# Ausgewählter Auszug
________________________________________

Protocol of the Session on July 14, 2016

Es gilt auch, das Innenministerium hat damals zahlreiche Vorgänge anders bewertet und mit ihm eben auch der bereits seit 2012 zur Vorbereitung und Durchführung dieses hochkomplexen Verkaufsprozesses tätige Berater.

Lieber Herr Licht, Sie haben auch angedockt an die Aussagen im Rechnungshofbericht und Parallelen zum Verkaufsverfahren und zu den Schwierigkeiten am Nürburgring gezogen. Der Rechnungshof hatte sich damals im Zusammenhang mit der Beteiligung des Landes an der Nürburgring GmbH zu den Anforderungen an die Auswahl und den Umgang mit Geschäftspartnern deutlich geäußert. Auch das war Bestandteil Ihrer Rede.

In seinem aktuellen Gutachten zum Verkauf der Geschäftsanteile des Landes zieht der Rechnungshof mehrfach Parallelen zum Nürburgring. Er führt aus, dass den damals ausgesprochenen Empfehlungen nicht hinreichend Rechnung getragen wurde. Es liegt in der Natur der Sache, dass sich die CDU als stärkste Oppositionsfraktion diese Aussagen zu eigen macht. Ich möchte sie aber dennoch gern diskutieren dürfen.

Erstens: Der Rechnungshof forderte damals, dass das Land die Einführung eines formalisierten Verfahrens zur Markterkundung im Vorfeld der Beteiligung Privater prüfen sollte, die sogenannte Interessensbekundung. Genau das wurde umgesetzt, meine Damen und Herren. Das Innenministerium hat im Vorfeld der Beteiligung Privater durch ihre Berater ein formalisiertes Verfahren zur Markterkundung durchgeführt, also genau das, was der Rechnungshof gefordert hatte.

________________________________________

# Ziel 1
Schreiben Sie aus dem Protokollauszug alles von „Lieber Herr Licht, Sie“ bis hinunter zu „Bestandteil Ihrer Rede.“ wortgetreu ab.
# Ziel 2
Seit welchem Jahr war der Berater laut Protokollauszug mit der Vorbereitung und Durchführung des Verkaufsprozesses befasst?
Die Einträge stammen aus einer anderen Quelle als der Protokollauszug.

# Angezeigte Informationen
________________________________________

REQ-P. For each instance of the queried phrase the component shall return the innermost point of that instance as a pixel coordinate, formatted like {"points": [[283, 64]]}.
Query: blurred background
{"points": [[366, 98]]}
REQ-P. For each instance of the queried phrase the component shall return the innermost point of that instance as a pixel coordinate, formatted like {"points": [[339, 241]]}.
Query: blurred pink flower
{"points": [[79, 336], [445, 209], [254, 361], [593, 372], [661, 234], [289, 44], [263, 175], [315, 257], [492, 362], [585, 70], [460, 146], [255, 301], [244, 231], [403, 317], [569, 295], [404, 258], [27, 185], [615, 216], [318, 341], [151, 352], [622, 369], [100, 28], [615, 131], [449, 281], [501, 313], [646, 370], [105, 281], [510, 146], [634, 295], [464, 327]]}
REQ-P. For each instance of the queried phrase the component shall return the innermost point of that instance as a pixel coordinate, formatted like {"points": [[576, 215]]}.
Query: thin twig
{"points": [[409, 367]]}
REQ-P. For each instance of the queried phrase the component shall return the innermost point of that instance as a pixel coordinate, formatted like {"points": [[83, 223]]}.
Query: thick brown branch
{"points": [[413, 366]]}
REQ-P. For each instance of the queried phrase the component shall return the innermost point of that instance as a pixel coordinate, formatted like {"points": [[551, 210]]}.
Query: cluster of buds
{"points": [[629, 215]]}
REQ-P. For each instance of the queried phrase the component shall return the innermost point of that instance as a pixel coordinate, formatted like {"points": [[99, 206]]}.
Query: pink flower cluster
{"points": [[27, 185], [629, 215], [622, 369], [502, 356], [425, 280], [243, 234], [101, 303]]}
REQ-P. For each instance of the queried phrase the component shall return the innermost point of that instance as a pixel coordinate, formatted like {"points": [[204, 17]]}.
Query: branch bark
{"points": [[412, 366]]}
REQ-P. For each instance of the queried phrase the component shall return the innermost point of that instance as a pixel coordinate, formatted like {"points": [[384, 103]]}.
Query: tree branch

________________________________________

# Richtige Antwort 1
Lieber Herr Licht, Sie haben auch angedockt an die Aussagen im Rechnungshofbericht und Parallelen zum Verkaufsverfahren und zu den Schwierigkeiten am Nürburgring gezogen. Der Rechnungshof hatte sich damals im Zusammenhang mit der Beteiligung des Landes an der Nürburgring GmbH zu den Anforderungen an die Auswahl und den Umgang mit Geschäftspartnern deutlich geäußert. Auch das war Bestandteil Ihrer Rede.

# Richtige Antwort 2
Seit 2012.